PROBLEM TO WORK ON — Reproduce each of the following entries word for word, keeping their original order.

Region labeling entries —
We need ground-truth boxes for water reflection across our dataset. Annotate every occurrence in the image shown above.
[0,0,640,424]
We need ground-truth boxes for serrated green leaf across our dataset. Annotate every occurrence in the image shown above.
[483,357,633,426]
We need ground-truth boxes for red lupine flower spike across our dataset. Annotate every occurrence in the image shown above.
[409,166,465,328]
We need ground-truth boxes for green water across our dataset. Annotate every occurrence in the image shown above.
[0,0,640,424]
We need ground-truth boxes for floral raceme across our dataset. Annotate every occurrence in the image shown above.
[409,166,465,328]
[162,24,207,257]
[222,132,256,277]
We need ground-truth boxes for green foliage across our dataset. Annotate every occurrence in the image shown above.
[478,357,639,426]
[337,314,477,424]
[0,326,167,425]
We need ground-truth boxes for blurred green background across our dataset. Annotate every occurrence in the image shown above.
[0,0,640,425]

ANSWER TO THIS EXERCISE —
We need ground-truth boxes for water reflection across our dataset. Annotate every occurrence in the image shown above.
[0,0,640,424]
We need ground-truth boxes for serrated green leaf across our dataset. Annotate every occurrence in the image shown above.
[483,357,633,426]
We need ground-truth boxes for red lupine flower spike across our dataset. Annotate every occurrence in the image shown above.
[409,166,465,328]
We need ground-truth boxes for green water across our dataset. Annotate every occurrence in the image shown above.
[0,0,640,424]
We need ground-truth boxes for floral raceme across our dataset. Annotate every occurrence in the image shown above.
[409,166,465,328]
[162,24,207,257]
[222,132,256,277]
We need ground-truth boxes for green foliage across our dataset. Annotate every occurrence in the image shown above.
[478,357,639,426]
[337,314,477,424]
[0,326,167,425]
We need ground-truth boxes for blurred green background across our dataset. Annotate every occurrence in the image shown above.
[0,0,640,425]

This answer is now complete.